DESCRIPTION OF THE TASK:
Can you write out every one of the rows below, character for character, without changing anything?

====== INFORMATION SHOWN ======

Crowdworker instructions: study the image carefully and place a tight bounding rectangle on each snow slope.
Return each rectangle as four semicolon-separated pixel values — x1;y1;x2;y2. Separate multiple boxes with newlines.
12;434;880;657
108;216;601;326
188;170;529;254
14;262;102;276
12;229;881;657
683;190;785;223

======

SOLVED EXERCISE:
Crowdworker instructions: study the image carefully and place a tight bounding rectangle on each snow slope.
Return each rectangle as four semicolon-separated pixel values — x1;y1;x2;y2. Separate multiple boxes with newlines.
12;434;880;657
108;216;601;326
188;170;529;254
14;262;102;276
12;229;881;657
683;190;785;223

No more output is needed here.